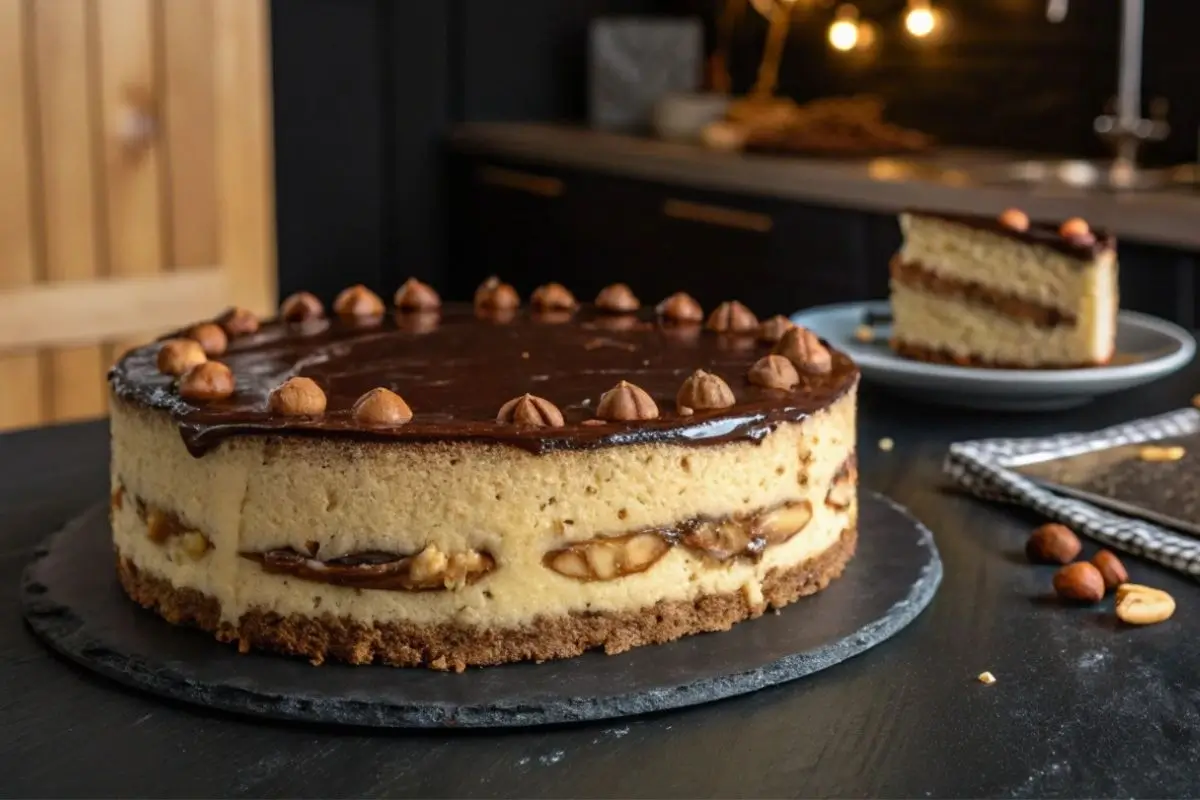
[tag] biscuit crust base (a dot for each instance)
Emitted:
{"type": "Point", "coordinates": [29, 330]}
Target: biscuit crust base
{"type": "Point", "coordinates": [450, 647]}
{"type": "Point", "coordinates": [930, 355]}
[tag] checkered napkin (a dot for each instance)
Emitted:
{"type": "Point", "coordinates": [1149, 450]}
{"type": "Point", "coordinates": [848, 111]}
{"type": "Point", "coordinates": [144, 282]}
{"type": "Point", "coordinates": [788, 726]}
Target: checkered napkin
{"type": "Point", "coordinates": [982, 468]}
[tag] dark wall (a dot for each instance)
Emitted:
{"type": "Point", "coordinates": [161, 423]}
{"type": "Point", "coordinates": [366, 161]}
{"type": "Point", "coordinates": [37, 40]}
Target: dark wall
{"type": "Point", "coordinates": [1002, 76]}
{"type": "Point", "coordinates": [365, 91]}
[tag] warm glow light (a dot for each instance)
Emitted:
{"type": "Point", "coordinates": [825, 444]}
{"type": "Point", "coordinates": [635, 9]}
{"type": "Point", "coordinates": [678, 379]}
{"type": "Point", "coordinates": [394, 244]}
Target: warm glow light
{"type": "Point", "coordinates": [844, 30]}
{"type": "Point", "coordinates": [844, 35]}
{"type": "Point", "coordinates": [919, 22]}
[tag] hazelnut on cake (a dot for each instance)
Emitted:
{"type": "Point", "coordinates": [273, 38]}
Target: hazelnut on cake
{"type": "Point", "coordinates": [448, 486]}
{"type": "Point", "coordinates": [1003, 292]}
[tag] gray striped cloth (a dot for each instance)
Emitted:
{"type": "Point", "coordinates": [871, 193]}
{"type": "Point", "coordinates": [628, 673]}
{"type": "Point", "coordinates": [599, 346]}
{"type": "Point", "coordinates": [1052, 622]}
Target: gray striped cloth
{"type": "Point", "coordinates": [982, 468]}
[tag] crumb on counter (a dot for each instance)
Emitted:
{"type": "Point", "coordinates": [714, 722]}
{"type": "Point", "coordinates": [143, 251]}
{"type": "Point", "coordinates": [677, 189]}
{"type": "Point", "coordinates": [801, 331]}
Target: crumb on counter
{"type": "Point", "coordinates": [1153, 452]}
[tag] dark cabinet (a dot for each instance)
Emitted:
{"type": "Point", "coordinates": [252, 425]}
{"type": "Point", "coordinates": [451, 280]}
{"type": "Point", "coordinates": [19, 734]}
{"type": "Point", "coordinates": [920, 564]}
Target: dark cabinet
{"type": "Point", "coordinates": [532, 223]}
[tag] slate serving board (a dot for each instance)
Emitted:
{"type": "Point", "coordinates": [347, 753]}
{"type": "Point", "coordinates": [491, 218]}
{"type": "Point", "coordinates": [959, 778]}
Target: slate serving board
{"type": "Point", "coordinates": [73, 603]}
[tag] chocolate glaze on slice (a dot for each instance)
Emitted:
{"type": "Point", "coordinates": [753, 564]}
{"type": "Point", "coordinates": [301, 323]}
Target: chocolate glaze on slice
{"type": "Point", "coordinates": [1043, 234]}
{"type": "Point", "coordinates": [455, 370]}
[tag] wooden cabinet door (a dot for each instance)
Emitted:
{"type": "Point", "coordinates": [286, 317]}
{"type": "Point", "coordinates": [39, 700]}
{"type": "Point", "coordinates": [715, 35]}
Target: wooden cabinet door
{"type": "Point", "coordinates": [136, 187]}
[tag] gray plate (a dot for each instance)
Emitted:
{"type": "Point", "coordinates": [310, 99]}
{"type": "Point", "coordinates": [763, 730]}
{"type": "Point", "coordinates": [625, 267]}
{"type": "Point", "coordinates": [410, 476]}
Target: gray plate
{"type": "Point", "coordinates": [1147, 349]}
{"type": "Point", "coordinates": [72, 601]}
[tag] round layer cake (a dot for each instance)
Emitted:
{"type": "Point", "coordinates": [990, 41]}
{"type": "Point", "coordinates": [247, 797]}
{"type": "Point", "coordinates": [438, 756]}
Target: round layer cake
{"type": "Point", "coordinates": [475, 485]}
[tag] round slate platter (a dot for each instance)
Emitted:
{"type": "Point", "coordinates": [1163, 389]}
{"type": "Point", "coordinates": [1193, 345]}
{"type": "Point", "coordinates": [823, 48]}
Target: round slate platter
{"type": "Point", "coordinates": [72, 601]}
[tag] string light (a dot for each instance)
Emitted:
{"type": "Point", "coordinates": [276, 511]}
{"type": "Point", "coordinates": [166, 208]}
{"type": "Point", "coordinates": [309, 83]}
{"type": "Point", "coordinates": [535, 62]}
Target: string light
{"type": "Point", "coordinates": [844, 32]}
{"type": "Point", "coordinates": [921, 20]}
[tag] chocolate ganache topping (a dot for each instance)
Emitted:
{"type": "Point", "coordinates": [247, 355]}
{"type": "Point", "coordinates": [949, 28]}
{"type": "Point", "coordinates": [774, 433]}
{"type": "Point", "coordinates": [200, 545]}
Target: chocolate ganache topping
{"type": "Point", "coordinates": [456, 367]}
{"type": "Point", "coordinates": [1047, 235]}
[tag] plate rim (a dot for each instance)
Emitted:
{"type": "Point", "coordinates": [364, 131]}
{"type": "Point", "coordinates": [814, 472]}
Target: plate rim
{"type": "Point", "coordinates": [1072, 380]}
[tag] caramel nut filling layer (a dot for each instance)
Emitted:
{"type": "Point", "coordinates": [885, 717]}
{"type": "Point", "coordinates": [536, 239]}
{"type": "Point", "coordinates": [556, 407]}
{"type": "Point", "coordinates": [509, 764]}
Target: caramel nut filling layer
{"type": "Point", "coordinates": [615, 557]}
{"type": "Point", "coordinates": [431, 570]}
{"type": "Point", "coordinates": [916, 275]}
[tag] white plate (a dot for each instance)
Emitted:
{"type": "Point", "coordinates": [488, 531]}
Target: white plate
{"type": "Point", "coordinates": [1147, 349]}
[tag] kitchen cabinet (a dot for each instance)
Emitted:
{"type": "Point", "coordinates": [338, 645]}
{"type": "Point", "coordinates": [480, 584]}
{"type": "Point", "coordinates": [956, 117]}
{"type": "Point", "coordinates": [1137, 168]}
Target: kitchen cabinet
{"type": "Point", "coordinates": [534, 222]}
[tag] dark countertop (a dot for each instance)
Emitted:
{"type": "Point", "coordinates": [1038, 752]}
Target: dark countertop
{"type": "Point", "coordinates": [1081, 708]}
{"type": "Point", "coordinates": [941, 182]}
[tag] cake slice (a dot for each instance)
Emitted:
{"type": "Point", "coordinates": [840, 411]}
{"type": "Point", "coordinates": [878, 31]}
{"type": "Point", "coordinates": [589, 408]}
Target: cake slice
{"type": "Point", "coordinates": [1003, 292]}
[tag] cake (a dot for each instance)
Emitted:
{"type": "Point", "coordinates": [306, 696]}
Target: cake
{"type": "Point", "coordinates": [1003, 292]}
{"type": "Point", "coordinates": [449, 486]}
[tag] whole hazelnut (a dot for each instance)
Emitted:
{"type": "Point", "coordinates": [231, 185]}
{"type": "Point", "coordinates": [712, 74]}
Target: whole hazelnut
{"type": "Point", "coordinates": [617, 299]}
{"type": "Point", "coordinates": [298, 397]}
{"type": "Point", "coordinates": [703, 391]}
{"type": "Point", "coordinates": [238, 322]}
{"type": "Point", "coordinates": [177, 356]}
{"type": "Point", "coordinates": [381, 407]}
{"type": "Point", "coordinates": [1015, 220]}
{"type": "Point", "coordinates": [773, 372]}
{"type": "Point", "coordinates": [772, 330]}
{"type": "Point", "coordinates": [627, 402]}
{"type": "Point", "coordinates": [414, 295]}
{"type": "Point", "coordinates": [1077, 229]}
{"type": "Point", "coordinates": [358, 301]}
{"type": "Point", "coordinates": [552, 296]}
{"type": "Point", "coordinates": [300, 307]}
{"type": "Point", "coordinates": [732, 317]}
{"type": "Point", "coordinates": [1111, 569]}
{"type": "Point", "coordinates": [210, 336]}
{"type": "Point", "coordinates": [207, 383]}
{"type": "Point", "coordinates": [531, 410]}
{"type": "Point", "coordinates": [804, 350]}
{"type": "Point", "coordinates": [681, 307]}
{"type": "Point", "coordinates": [496, 295]}
{"type": "Point", "coordinates": [1080, 582]}
{"type": "Point", "coordinates": [1053, 543]}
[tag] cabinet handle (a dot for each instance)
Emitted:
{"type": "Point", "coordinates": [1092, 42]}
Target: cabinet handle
{"type": "Point", "coordinates": [717, 215]}
{"type": "Point", "coordinates": [540, 185]}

______

> [EXERCISE DIRECTIONS]
Please arrange the lines of the items above as a Markdown table with the columns "Row" and "Entry". Begin at the line that contains "[tag] cabinet handle", stop after the last line of the items, number each row, and leave out blank lines.

> [WRITTEN RESPONSE]
| Row | Entry |
|---|---|
| 1 | [tag] cabinet handle (a dot for each instance) |
| 2 | Emitted: |
| 3 | {"type": "Point", "coordinates": [1092, 42]} |
| 4 | Target: cabinet handle |
| 5 | {"type": "Point", "coordinates": [717, 215]} |
| 6 | {"type": "Point", "coordinates": [540, 185]} |